Could you copy out, word for word, the lines of the records below from the line with "Pick out the tree" up to and including the line with "Target: tree"? Leave any pictures out of your answer.

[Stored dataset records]
^^^^^^^^
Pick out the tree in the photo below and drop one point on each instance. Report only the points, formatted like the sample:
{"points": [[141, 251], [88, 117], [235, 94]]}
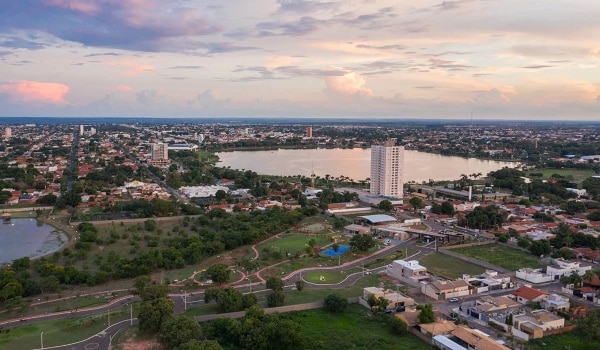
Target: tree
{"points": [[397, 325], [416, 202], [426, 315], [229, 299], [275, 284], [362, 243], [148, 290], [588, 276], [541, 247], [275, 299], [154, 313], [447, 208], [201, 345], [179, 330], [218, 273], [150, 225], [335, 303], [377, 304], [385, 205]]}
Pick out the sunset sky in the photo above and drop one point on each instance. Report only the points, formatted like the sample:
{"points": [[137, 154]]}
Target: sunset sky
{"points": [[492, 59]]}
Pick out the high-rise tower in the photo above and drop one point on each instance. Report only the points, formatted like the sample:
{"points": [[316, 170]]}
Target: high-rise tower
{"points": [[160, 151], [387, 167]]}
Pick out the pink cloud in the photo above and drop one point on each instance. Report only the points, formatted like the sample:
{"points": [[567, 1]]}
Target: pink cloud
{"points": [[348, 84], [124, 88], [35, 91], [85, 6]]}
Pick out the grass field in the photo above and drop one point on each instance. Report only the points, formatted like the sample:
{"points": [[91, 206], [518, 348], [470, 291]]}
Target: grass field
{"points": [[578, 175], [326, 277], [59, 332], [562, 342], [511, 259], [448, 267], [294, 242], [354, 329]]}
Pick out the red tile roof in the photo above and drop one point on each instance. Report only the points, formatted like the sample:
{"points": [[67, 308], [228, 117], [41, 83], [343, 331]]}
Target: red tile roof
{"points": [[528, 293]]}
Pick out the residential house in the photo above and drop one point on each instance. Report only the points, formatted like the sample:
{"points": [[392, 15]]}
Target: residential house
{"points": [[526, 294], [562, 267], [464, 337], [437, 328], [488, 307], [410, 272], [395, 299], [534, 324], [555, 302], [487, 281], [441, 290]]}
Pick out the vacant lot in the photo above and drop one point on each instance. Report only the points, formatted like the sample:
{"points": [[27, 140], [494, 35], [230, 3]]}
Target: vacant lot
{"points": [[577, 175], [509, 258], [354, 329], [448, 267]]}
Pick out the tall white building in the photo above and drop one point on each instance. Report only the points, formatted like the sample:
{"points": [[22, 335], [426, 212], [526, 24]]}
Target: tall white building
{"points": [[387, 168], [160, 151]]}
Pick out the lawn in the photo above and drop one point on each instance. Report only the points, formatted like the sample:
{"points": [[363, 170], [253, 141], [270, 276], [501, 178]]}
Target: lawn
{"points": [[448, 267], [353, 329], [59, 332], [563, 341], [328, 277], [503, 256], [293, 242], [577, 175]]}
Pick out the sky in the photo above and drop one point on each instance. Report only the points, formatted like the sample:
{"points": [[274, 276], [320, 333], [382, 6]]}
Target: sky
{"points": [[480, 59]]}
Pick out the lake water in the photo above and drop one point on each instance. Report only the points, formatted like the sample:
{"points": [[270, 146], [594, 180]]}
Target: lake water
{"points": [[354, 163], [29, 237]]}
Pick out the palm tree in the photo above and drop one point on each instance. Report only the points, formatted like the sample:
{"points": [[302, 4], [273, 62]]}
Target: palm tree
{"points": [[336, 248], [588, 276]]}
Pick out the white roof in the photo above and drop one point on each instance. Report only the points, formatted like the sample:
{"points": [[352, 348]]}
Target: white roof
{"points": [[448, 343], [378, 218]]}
^^^^^^^^
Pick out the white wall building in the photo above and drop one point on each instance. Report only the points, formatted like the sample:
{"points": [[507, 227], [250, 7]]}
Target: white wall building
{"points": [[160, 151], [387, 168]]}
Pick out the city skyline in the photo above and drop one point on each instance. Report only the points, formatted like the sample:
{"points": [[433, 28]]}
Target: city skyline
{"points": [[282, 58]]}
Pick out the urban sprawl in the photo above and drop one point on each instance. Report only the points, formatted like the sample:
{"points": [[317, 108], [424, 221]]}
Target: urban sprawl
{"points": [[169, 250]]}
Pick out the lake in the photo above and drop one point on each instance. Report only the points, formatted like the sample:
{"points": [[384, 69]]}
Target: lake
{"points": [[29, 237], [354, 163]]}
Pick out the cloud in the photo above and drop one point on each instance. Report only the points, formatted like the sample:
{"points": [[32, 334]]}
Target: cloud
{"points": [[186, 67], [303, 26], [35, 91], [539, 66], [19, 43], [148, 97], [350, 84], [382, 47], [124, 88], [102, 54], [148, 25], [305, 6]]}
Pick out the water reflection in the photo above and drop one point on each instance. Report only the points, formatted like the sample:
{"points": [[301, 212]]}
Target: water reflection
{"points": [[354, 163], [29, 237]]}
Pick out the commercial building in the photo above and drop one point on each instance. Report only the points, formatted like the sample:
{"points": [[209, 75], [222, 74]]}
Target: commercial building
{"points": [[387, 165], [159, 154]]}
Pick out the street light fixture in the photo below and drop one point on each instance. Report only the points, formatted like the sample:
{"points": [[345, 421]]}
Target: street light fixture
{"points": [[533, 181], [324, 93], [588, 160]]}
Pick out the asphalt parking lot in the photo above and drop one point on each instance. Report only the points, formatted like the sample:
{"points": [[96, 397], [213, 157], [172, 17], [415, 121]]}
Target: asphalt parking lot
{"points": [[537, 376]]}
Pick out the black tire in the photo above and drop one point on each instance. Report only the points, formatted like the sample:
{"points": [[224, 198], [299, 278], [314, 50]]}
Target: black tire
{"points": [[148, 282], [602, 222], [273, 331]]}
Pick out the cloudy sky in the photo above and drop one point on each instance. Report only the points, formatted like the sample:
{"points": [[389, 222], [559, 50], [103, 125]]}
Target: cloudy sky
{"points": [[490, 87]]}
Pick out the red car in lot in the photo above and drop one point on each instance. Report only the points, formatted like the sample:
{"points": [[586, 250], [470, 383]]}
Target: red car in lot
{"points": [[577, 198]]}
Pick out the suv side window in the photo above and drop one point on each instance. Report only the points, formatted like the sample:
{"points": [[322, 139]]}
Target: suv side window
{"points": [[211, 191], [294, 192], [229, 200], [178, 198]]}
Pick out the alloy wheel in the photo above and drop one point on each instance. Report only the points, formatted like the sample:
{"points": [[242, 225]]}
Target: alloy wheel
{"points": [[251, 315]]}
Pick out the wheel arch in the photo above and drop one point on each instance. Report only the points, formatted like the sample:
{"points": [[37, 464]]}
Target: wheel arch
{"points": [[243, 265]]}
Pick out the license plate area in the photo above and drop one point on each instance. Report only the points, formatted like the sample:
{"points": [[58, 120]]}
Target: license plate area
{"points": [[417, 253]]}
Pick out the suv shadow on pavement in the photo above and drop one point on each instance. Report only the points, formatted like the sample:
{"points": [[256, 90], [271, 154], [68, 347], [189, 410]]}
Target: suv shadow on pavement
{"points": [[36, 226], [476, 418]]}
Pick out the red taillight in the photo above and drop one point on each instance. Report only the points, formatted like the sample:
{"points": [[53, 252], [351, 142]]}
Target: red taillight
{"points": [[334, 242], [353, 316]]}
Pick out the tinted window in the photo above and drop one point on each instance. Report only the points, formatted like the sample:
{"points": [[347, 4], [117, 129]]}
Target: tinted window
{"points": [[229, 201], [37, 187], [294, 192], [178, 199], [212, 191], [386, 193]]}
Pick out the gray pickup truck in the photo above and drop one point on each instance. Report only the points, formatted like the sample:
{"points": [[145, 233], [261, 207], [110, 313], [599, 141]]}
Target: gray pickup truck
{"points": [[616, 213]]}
^^^^^^^^
* **EXERCISE RESPONSE**
Pick out the tree in the photo below and drop one point on each instance. Report only the points, formatted like the sample:
{"points": [[141, 251], [88, 117], [235, 94]]}
Target: tree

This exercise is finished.